Convert the records, beginning at the line that contains "Target: baked cake" and continuing through the end of the records, into a two-column CSV with the header input,output. Each record gets one row, with its text under input and its answer under output, each in a single quoted field where line breaks become spaces.
───── Provided entries ─────
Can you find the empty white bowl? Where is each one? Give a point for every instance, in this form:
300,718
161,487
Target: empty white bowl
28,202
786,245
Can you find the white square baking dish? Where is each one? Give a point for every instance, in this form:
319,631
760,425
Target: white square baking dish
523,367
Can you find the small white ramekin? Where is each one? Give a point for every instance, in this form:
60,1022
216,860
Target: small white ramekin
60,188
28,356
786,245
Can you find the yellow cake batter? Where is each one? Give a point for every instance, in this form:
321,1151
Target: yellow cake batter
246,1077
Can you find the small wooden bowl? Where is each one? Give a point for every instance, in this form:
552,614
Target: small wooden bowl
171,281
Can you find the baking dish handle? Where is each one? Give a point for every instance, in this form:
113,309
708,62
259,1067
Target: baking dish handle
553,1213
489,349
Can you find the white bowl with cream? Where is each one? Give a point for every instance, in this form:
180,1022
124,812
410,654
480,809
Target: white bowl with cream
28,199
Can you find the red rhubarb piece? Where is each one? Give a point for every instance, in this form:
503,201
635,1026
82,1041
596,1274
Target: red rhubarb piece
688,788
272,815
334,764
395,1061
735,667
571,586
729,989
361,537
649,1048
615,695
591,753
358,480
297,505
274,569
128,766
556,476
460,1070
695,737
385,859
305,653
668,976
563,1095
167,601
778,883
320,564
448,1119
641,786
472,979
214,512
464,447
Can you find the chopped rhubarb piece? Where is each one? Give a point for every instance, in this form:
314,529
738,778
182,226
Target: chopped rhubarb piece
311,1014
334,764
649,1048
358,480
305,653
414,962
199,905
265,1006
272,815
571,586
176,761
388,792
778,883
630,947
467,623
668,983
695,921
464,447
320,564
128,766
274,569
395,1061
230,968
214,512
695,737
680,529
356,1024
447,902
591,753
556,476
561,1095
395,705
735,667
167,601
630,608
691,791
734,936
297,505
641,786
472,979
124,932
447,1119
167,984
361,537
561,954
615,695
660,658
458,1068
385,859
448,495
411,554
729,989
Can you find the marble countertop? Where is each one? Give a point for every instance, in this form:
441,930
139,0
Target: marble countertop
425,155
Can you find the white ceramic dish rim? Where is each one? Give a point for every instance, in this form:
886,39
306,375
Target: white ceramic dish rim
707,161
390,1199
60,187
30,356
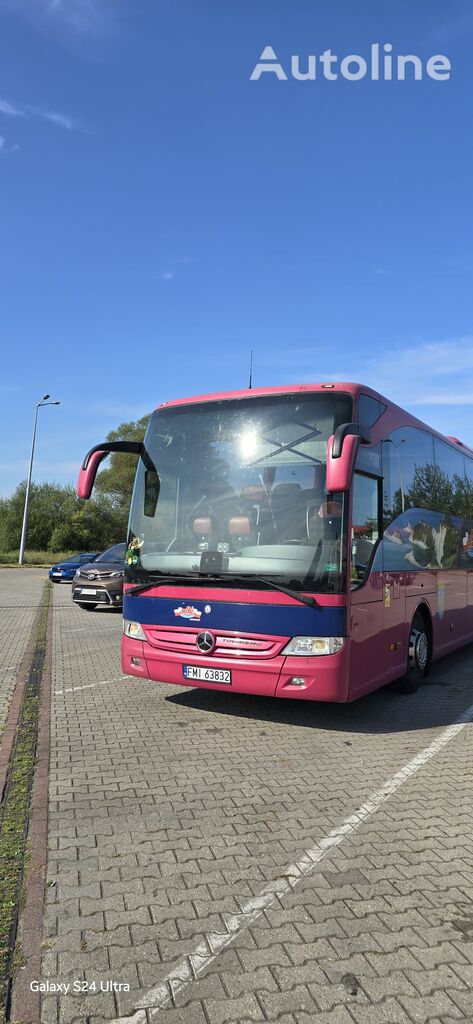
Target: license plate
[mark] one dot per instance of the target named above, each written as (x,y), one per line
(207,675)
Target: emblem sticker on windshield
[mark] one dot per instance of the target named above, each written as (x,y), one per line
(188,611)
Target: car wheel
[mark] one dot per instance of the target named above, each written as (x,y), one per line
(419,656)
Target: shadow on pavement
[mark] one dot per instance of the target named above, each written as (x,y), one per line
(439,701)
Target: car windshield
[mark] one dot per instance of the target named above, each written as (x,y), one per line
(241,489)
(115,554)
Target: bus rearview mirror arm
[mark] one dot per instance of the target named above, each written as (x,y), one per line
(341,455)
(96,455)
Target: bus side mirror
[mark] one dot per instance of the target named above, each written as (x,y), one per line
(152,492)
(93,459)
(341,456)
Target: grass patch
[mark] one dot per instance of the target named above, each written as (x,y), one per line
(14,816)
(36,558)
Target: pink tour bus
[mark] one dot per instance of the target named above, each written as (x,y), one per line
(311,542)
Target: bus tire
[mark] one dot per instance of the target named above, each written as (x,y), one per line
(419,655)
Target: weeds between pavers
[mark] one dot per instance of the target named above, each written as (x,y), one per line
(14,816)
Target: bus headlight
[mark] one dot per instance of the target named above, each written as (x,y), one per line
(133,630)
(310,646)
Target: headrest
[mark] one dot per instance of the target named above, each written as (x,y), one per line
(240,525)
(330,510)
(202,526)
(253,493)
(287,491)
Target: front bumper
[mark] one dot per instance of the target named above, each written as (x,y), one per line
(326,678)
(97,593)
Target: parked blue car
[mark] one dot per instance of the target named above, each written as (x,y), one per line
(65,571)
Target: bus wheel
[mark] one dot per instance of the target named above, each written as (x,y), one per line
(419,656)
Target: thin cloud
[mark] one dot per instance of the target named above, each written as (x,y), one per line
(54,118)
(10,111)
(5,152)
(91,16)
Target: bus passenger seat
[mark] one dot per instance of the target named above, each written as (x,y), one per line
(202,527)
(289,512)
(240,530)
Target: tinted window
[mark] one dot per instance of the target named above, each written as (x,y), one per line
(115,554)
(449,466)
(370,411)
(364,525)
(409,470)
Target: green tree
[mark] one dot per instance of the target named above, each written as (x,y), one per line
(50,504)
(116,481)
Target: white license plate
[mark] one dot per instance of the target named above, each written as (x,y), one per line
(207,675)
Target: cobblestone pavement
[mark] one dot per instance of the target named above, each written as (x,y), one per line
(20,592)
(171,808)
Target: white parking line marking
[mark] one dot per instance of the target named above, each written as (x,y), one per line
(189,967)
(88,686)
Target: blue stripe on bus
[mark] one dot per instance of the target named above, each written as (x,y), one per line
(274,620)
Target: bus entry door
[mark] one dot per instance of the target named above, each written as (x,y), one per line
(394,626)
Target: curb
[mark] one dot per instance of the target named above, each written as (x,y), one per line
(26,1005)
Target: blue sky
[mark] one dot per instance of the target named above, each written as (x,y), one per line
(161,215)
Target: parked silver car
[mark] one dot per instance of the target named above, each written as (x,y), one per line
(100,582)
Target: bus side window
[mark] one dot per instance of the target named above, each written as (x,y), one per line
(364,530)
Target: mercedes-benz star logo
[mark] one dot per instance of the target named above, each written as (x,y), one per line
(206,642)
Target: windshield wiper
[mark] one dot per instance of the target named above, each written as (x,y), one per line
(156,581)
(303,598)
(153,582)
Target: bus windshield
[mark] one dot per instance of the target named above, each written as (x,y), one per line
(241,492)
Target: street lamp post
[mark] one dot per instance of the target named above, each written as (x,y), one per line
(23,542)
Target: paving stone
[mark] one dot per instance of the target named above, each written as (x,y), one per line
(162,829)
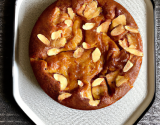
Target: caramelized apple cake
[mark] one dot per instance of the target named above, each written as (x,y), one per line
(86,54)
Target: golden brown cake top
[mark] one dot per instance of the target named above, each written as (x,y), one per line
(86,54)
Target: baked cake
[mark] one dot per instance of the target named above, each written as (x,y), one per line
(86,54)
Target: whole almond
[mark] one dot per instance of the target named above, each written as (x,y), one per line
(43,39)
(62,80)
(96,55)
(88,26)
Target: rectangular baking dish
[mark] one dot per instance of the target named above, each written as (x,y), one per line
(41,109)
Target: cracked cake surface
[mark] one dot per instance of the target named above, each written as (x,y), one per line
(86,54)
─────
▶ _Output for this task_:
input,output
"Target: baked cake [mark] one dot per instance of the target named above, each written as (x,y), one per line","(86,54)"
"Target: whole almond [mark] one dot per instance of the target named above, each written as (x,y), one per line","(43,39) (62,80) (96,55) (88,26)"
"Target: rectangular baking dish [mark] one dot per instance of the target named above, each written as (x,y), one per line","(41,109)"
"Target: cracked cake surface [mark] one dot per instance of the target named above, each written as (x,y), one per line","(86,54)"